# EXERCISE AIM:
What follows is a block of records; reproduce all of it verbatim.
---------- GIVEN DATA
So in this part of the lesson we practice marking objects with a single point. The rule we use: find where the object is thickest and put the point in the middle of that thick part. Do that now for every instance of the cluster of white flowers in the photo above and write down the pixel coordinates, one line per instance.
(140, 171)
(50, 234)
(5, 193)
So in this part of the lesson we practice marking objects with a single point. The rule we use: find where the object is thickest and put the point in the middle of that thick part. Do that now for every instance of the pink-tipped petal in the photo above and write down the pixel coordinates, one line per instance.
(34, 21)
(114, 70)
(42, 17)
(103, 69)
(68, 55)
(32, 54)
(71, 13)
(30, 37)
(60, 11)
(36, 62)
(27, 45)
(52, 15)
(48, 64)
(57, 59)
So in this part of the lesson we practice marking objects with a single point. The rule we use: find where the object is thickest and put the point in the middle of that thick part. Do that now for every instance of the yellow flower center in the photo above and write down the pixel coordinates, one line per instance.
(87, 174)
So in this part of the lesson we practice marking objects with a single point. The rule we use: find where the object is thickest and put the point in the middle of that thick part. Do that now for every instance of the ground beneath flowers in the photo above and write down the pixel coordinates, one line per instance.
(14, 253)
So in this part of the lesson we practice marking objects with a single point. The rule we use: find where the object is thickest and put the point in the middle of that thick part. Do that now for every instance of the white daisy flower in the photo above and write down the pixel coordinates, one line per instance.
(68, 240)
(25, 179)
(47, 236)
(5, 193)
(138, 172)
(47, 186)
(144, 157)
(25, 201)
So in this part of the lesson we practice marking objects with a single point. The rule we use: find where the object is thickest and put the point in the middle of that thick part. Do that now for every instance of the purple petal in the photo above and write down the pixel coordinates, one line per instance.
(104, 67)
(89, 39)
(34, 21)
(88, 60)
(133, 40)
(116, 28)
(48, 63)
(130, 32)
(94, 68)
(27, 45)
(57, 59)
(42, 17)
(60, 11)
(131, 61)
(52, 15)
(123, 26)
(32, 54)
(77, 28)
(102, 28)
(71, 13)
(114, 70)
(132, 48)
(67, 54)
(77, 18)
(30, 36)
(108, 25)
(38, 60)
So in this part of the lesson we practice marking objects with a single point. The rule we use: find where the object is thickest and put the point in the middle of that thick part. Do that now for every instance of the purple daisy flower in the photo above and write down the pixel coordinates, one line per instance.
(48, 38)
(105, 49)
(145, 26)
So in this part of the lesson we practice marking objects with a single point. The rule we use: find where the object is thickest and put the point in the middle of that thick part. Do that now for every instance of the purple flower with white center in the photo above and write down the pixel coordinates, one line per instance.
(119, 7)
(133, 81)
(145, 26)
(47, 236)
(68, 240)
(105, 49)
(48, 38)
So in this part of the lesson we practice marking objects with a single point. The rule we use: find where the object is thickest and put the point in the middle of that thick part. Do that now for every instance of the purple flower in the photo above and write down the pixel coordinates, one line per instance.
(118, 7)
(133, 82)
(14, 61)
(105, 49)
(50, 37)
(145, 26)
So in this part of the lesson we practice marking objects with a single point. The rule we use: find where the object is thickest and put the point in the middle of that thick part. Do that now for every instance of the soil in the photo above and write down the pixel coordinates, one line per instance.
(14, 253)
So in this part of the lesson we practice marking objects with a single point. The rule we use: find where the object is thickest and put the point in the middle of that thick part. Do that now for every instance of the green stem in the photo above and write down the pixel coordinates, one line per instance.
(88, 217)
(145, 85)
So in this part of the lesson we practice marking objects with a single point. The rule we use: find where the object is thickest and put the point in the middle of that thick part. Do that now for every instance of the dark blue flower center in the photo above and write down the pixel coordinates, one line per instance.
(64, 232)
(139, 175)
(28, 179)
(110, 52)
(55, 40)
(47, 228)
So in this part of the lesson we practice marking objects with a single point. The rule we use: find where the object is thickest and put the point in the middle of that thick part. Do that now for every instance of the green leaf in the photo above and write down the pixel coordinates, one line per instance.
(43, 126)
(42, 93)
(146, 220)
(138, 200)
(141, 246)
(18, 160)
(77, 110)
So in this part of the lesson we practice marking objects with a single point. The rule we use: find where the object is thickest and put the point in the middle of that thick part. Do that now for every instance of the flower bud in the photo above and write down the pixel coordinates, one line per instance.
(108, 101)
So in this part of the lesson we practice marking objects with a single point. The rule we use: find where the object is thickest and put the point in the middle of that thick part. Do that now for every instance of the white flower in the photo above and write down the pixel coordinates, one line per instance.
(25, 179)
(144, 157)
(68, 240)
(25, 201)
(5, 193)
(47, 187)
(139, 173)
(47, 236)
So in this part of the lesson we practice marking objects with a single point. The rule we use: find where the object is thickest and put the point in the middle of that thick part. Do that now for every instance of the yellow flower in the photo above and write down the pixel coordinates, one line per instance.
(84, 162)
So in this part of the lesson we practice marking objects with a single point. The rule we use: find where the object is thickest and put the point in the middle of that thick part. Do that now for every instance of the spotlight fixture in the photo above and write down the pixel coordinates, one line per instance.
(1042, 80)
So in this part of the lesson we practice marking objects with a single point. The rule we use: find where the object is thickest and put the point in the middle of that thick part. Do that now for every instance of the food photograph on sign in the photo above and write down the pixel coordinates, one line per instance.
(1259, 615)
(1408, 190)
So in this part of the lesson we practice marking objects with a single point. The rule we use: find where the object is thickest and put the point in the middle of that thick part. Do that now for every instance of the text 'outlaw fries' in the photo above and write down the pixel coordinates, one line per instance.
--------------------
# RESPONSE BELOW:
So in this part of the lesson we practice marking objects with a single point. The rule we use: find where the object is thickest and put the point in the middle of that thick part. Do that now for every instance of the cluster of white flowers in the photo above and write down the pixel coordinates, one line per instance.
(140, 171)
(50, 234)
(5, 193)
So in this part of the lesson we practice marking objects with a single point. The rule we use: find where the object is thickest and put the point in the middle of that thick part. Do that now for every instance of the pink-tipped petal in the photo above and write down the pixel coordinates, one line per instance.
(34, 21)
(114, 70)
(42, 17)
(103, 69)
(68, 55)
(32, 54)
(71, 13)
(30, 37)
(60, 11)
(36, 62)
(27, 45)
(52, 15)
(48, 64)
(57, 59)
So in this part of the lesson we practice marking objects with a single point. The rule we use: find where the object is thickest and put the point in the middle of that thick part. Do that now for every instance of the yellow flower center in the photo above and write down the pixel coordinates, one line per instance.
(87, 174)
So in this part of the lesson we practice marking objects with a single point. The rule we use: find where the object is thickest and put the point in the middle of that thick part. Do that now for every instance of the ground beneath flowers in the photo above and write down the pixel coordinates, one line per instance.
(14, 253)
So in this part of the lesson we practice marking objects with a single point. The rule we use: find where the object is thickest and put the point in the middle of that thick part. Do that now for every instance of the white daisy flower in the photo above and write down the pixel coordinates, one line per instance.
(68, 240)
(25, 179)
(47, 236)
(5, 193)
(138, 172)
(47, 186)
(144, 157)
(25, 201)
So in this part of the lesson we practice marking objects with a single point. The rule we use: find where the object is thickest and put the point in the middle of that thick part. Do that now for every instance of the purple petal in the photo above and write down the pixel coordinates, one line per instance.
(104, 67)
(89, 39)
(34, 21)
(88, 60)
(133, 40)
(116, 28)
(48, 63)
(130, 32)
(94, 68)
(27, 45)
(57, 59)
(42, 17)
(60, 11)
(131, 61)
(52, 15)
(123, 26)
(32, 54)
(77, 28)
(102, 28)
(71, 13)
(114, 70)
(132, 48)
(67, 54)
(77, 18)
(30, 36)
(108, 25)
(38, 60)
So in this part of the lesson we practice marking objects with a single point. The rule we use: find where the object is thickest and put the point in the middle of that thick part. Do that now for every instance of the purple daisy flower in the photo above and write down the pixel coordinates, one line per instance.
(48, 38)
(105, 49)
(145, 26)
So in this part of the lesson we practice marking objects with a single point. The rule we use: find where the object is thickest and put the point in the middle of that thick part. Do that now for every instance of the purple flower with white center in the photo above and write down the pixel coordinates, one line per instance.
(119, 7)
(133, 81)
(145, 26)
(47, 236)
(68, 240)
(105, 49)
(48, 38)
So in this part of the lesson we practice marking objects with a single point. The rule we use: find where the object is thickest and put the point in the middle of that thick part. Do that now for every instance of the purple flower in the photo above and write down the pixel coordinates, one line per instance.
(118, 7)
(133, 82)
(14, 61)
(105, 49)
(50, 37)
(145, 26)
So in this part of the lesson we practice marking objects with a single point. The rule we use: find where the object is thickest and put the point in the middle of that thick part. Do that now for every instance of the soil in the photo above and write down the pixel coordinates, one line per instance.
(14, 253)
So in this part of the lesson we practice marking objects with a single point. The rule we use: find where the object is thickest and put the point in the middle of that thick part. Do that now for every instance of the green stem in the photo above and write down the pixel coordinates, one line per instance.
(88, 217)
(145, 85)
So in this part of the lesson we practice marking objects with a single point. The rule we use: find where the object is thickest and put the point in the middle of that thick part. Do that now for every instance of the dark blue flower center in the photo above and write down the pixel coordinates, one line per instance.
(64, 232)
(139, 175)
(28, 179)
(110, 52)
(55, 40)
(47, 228)
So in this part of the lesson we practice marking objects with a single point. The rule we use: find where the object is thickest and put the point in the middle of that thick part. Do that now for every instance of the green leaf in the photo above and write down the pixel coordinates, one line per instance.
(43, 126)
(42, 93)
(146, 220)
(138, 200)
(141, 246)
(18, 160)
(77, 110)
So in this part of the lesson we practice marking objects with a single point. The rule we use: find where the object is thickest and put the point in the middle of that thick part. Do that now for every instance of the flower bud in the photo above and write down the pixel coordinates, one line per instance.
(108, 101)
So in this part of the lesson we practice marking objects with a single point. The rule we use: find where the object is thickest and put the point in the middle of that thick part. Do that now for every instance of the white flower in the photo above and write down the pixel coordinates, one line per instance.
(25, 179)
(144, 157)
(68, 240)
(25, 201)
(5, 193)
(47, 187)
(139, 173)
(47, 236)
So in this part of the lesson we practice marking objects with a single point. The rule we use: find where the object is thickest and put the point in the middle of that thick part. Do that now for every instance of the yellow flower in the photo above and write down the pixel coordinates, one line per instance.
(84, 162)
So in this part of the lesson we practice marking objects with a single point. The rule we use: find where the object is thickest and put the point in the middle of that thick part. Do that now for every instance of the spotlight fixture in the photo above and write down the pixel coordinates, one line per instance.
(1042, 80)
So in this part of the lesson we practice marking objects with a single point. The rule we use: find where the object is thickest and put the point in the middle of that thick part. Do that now for every instance of the food photograph on sign in the photo above and write down the pixel coordinates, one line per instance.
(1259, 615)
(1408, 190)
So in this part of the lesson we practice marking objects with a single point. The rule we use: find where the object is thickest and put the point in the middle of that thick part. Do that now for every instance of the text 'outlaw fries' in the photo above and write down the pixel coordinates, one line per instance.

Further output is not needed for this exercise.